Set down the full listing exactly, character for character.

**Excerpts of pointing data:**
▼▼▼

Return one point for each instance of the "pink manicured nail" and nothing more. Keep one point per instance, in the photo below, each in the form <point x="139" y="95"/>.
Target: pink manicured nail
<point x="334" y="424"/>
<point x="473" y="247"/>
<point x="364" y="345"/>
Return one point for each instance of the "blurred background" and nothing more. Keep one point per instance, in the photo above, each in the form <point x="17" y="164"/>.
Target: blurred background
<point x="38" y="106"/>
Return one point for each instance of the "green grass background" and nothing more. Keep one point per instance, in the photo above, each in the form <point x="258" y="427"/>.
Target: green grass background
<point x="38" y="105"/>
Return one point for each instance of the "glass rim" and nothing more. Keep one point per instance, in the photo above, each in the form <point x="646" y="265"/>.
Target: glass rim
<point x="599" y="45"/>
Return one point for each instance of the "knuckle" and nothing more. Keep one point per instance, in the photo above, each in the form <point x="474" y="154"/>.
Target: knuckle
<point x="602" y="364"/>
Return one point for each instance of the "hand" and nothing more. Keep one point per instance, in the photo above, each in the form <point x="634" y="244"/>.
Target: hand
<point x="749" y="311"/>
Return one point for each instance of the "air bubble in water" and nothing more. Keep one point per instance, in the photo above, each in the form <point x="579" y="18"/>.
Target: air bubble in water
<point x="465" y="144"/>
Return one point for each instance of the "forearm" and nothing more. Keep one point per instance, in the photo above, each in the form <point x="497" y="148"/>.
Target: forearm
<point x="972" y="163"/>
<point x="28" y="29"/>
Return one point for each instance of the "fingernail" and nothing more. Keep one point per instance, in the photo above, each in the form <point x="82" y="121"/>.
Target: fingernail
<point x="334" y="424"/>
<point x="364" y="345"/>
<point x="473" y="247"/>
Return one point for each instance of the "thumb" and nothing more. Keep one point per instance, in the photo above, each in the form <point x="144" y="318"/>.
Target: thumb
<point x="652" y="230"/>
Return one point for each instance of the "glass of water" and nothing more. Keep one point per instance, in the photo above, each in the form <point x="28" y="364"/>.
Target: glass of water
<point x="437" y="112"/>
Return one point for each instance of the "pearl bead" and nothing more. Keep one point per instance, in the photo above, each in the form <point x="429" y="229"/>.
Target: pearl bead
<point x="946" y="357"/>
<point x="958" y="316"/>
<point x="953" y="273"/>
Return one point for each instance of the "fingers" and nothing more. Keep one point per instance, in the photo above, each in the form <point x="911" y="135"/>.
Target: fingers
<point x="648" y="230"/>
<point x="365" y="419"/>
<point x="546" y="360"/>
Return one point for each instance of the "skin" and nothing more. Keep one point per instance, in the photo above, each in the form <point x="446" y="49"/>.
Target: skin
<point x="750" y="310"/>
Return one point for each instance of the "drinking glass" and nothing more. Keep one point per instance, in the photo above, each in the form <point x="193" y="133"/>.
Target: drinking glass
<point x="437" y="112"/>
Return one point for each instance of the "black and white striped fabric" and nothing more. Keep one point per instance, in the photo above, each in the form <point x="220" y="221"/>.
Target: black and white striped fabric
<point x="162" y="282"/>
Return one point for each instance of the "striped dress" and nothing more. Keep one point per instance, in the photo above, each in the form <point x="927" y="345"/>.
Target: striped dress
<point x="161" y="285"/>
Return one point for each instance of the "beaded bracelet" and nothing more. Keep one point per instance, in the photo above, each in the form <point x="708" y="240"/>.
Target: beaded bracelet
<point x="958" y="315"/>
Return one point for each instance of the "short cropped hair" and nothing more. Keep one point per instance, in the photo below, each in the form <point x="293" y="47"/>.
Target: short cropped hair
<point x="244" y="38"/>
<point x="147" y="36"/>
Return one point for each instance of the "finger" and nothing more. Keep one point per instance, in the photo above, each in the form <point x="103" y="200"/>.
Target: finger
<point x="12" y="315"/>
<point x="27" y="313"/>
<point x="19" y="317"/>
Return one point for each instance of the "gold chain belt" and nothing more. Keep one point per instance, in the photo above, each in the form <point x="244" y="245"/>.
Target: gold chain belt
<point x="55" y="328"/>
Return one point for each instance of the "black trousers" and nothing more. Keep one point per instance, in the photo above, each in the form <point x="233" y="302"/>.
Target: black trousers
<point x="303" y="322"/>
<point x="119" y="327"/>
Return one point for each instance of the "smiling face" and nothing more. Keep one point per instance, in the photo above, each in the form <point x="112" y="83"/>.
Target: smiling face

▲▲▲

**TASK OUTPUT:**
Return one point for each instance of the "pink manicured nail" and nothing more. Keep one point per instance, in the photo below, each in the form <point x="139" y="95"/>.
Target: pink manicured nail
<point x="334" y="424"/>
<point x="473" y="247"/>
<point x="364" y="345"/>
Return one point for each instance of the "blurred background" and nothing more. Keep one point per instance, in the photo above, each in the form <point x="17" y="164"/>.
Target: blurred background
<point x="38" y="106"/>
Return one point for each instance of the "green grass background" and nothing more. Keep one point per instance, in the photo above, each in the form <point x="258" y="427"/>.
Target: green grass background
<point x="38" y="105"/>
Return one point for each instance of the "glass rim" and nothing more. Keep one point per instance, in the photo above, each in the form <point x="646" y="265"/>.
Target: glass rim
<point x="599" y="45"/>
Return one point for each instance of the "knuckle" and nothing more. Keep one point per instance, in the photo above, each in the form <point x="474" y="154"/>.
Target: knuckle
<point x="602" y="364"/>
Return one point for each instance of the "hand" and nothing more. Keep one point per instance, in the photo above, each in the form <point x="634" y="244"/>.
Target: hand
<point x="749" y="311"/>
Return one point for each instance of the "air bubble in water" and nothing more. Keep one point per instance, in the photo above, each in the form <point x="579" y="18"/>.
Target: air bubble in water
<point x="465" y="144"/>
Return one point for each instance of the "forearm" and nothing more. Keep one point per instance, in the photo above, each in the form <point x="497" y="148"/>.
Target: forearm
<point x="972" y="163"/>
<point x="28" y="29"/>
Return one point for each instance of the "fingernail" and nothing more. Keep one point per instance, in the photo above, each in the form <point x="82" y="121"/>.
Target: fingernail
<point x="334" y="424"/>
<point x="364" y="345"/>
<point x="473" y="247"/>
Return one point for each instance of the "thumb" and nothing more. Keep one point per instance, in the photo above, each in the form <point x="144" y="318"/>.
Target: thumb
<point x="652" y="230"/>
Return one point for each instance of the "glass of water" and nothing more. Keep one point per instance, in the photo above, each in the form <point x="28" y="364"/>.
Target: glass of water
<point x="437" y="112"/>
Return one point for each instance of the "pearl bead" and nothing more. Keep one point per instance, in the photo above, each in the form <point x="429" y="229"/>.
Target: pearl bead
<point x="946" y="357"/>
<point x="958" y="316"/>
<point x="953" y="273"/>
Return one point for each instance of the "fingers" and nothing more. Keep one point per instance, in the photo above, each in the form <point x="911" y="135"/>.
Target: fingers
<point x="648" y="230"/>
<point x="365" y="419"/>
<point x="546" y="360"/>
Return one point for each instance of the "skin" and nothing more. Keep one point per instance, in the photo above, each in the form <point x="446" y="49"/>.
Target: skin
<point x="750" y="310"/>
Return one point for each instance of the "drinking glass" and nothing more. Keep one point per instance, in the photo above, each in the form <point x="193" y="133"/>.
Target: drinking glass
<point x="437" y="112"/>
Return one point for each instance of the "black and white striped fabric" and nothing more. Keep one point per instance, in the photo above, each in the form <point x="220" y="221"/>.
Target: black and white striped fabric
<point x="162" y="282"/>
Return one point for each instance of the "striped dress" and nothing more. Keep one point per instance, in the photo above, each in the form <point x="927" y="345"/>.
Target: striped dress
<point x="161" y="285"/>
Return one point for each instance of the "beaded bracelet" and nothing more. Keep one point per instance, in the photo above, each in the form <point x="708" y="240"/>.
Target: beaded bracelet
<point x="958" y="315"/>
Return one point for each instance of the "short cropped hair" and nothing more. Keep one point per instance, in the photo below, each in the form <point x="293" y="47"/>.
Target: short cropped hair
<point x="244" y="38"/>
<point x="147" y="36"/>
Return one point for each instance of the "finger" and nothing more. Keep one point per instance, in the photo above, each in the form <point x="103" y="200"/>.
Target: finger
<point x="12" y="315"/>
<point x="27" y="313"/>
<point x="19" y="317"/>
Return one point for each instance of the "gold chain belt" and nothing more. Keep one point per instance, in the photo above, each in the form <point x="244" y="245"/>.
Target: gold chain belt
<point x="55" y="328"/>
Return one point for each instance of the "black trousers" and nothing more. Keep one point per instance, in the photo above, each in the form <point x="233" y="302"/>.
Target: black trousers
<point x="303" y="322"/>
<point x="119" y="327"/>
Return one point for each instance of the "smiling face" and nothing more. Keep one point per instance, in the photo above, each in the form <point x="112" y="83"/>.
Target: smiling face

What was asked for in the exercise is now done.